**To be done**
Can you copy out the data exactly? Leave the images out.

**Task data**
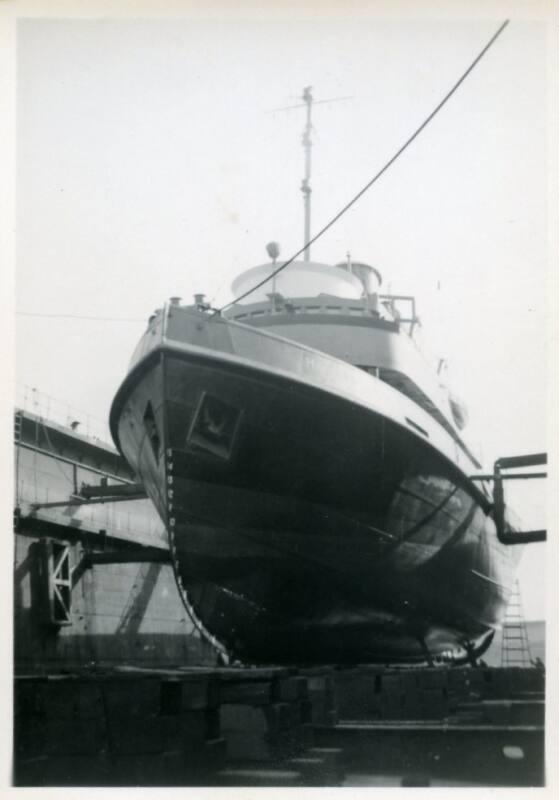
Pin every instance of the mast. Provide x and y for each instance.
(305, 185)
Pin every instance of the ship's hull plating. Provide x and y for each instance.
(304, 527)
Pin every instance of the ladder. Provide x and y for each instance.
(515, 645)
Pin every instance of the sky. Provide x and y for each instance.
(151, 163)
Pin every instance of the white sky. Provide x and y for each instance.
(148, 166)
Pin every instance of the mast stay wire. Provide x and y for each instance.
(375, 178)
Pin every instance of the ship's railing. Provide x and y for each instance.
(29, 398)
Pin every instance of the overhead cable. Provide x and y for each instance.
(374, 179)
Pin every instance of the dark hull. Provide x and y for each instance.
(304, 527)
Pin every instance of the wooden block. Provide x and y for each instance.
(435, 704)
(240, 718)
(527, 712)
(75, 737)
(71, 699)
(391, 706)
(28, 698)
(30, 737)
(252, 693)
(183, 695)
(143, 735)
(132, 696)
(391, 684)
(285, 690)
(307, 736)
(249, 746)
(496, 712)
(432, 678)
(194, 727)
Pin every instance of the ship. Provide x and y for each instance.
(312, 474)
(311, 470)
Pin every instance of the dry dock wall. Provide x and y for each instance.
(70, 610)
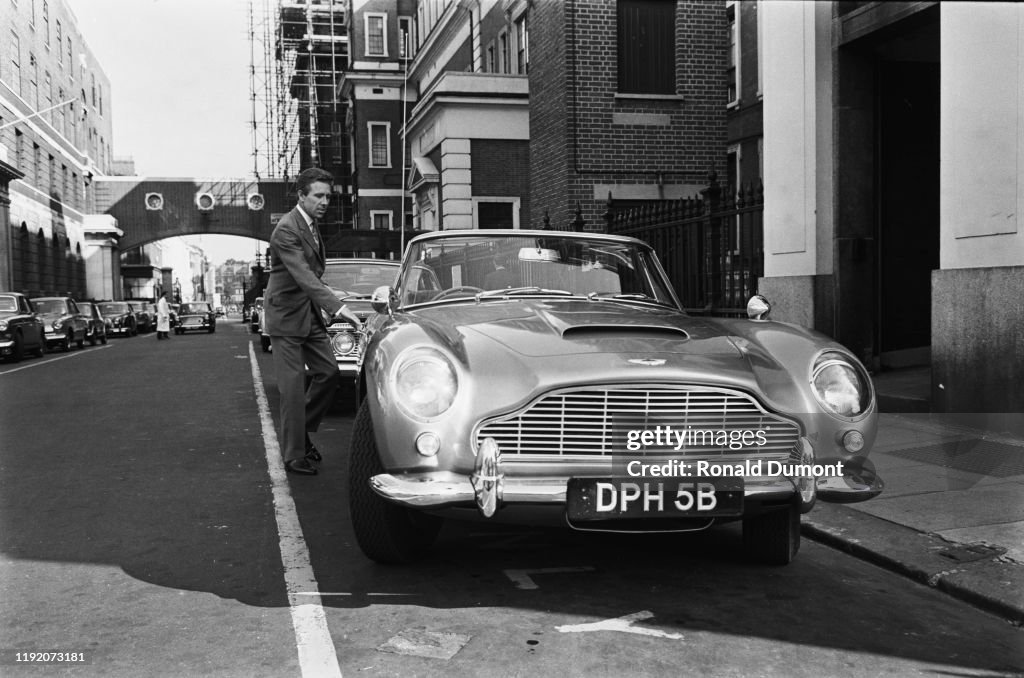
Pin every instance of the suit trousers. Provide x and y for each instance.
(303, 407)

**Exercise output**
Pin every instance of the mast. Provide x and y for each instance.
(305, 185)
Pin every instance of the ship's hull plating. Provide x and y for each instance.
(304, 527)
Pin every instance of the ladder. Provide x and y for each instance.
(515, 645)
Pin every instance of the sky. Provide x and y for each instance.
(151, 163)
Pin every instance of the white sky. Provide x and y for each instance.
(148, 166)
Pin every instance of the mast stay wire. Provide x and y for each instance.
(375, 178)
Pin every instance of the ship's railing. Provide x and y for each instance.
(29, 398)
Pin every instance of the overhead cable. Provide x and y for each instance.
(374, 179)
Pin every instance of the dark hull. Provide x and y for each instance.
(304, 527)
Pin every instance of the wooden block. Provide x and y for each instance.
(435, 704)
(240, 718)
(527, 712)
(75, 737)
(71, 699)
(391, 706)
(28, 698)
(30, 737)
(252, 693)
(183, 695)
(143, 735)
(132, 696)
(391, 684)
(285, 690)
(307, 736)
(249, 746)
(496, 712)
(432, 678)
(194, 727)
Pin every instance of the ship. Provide x and y for each instance.
(312, 474)
(311, 470)
Pin every instance of the dry dock wall. Provide x and y for each instance.
(70, 610)
Pin every instance of the suit trousers. Provide x and y for each instance.
(303, 407)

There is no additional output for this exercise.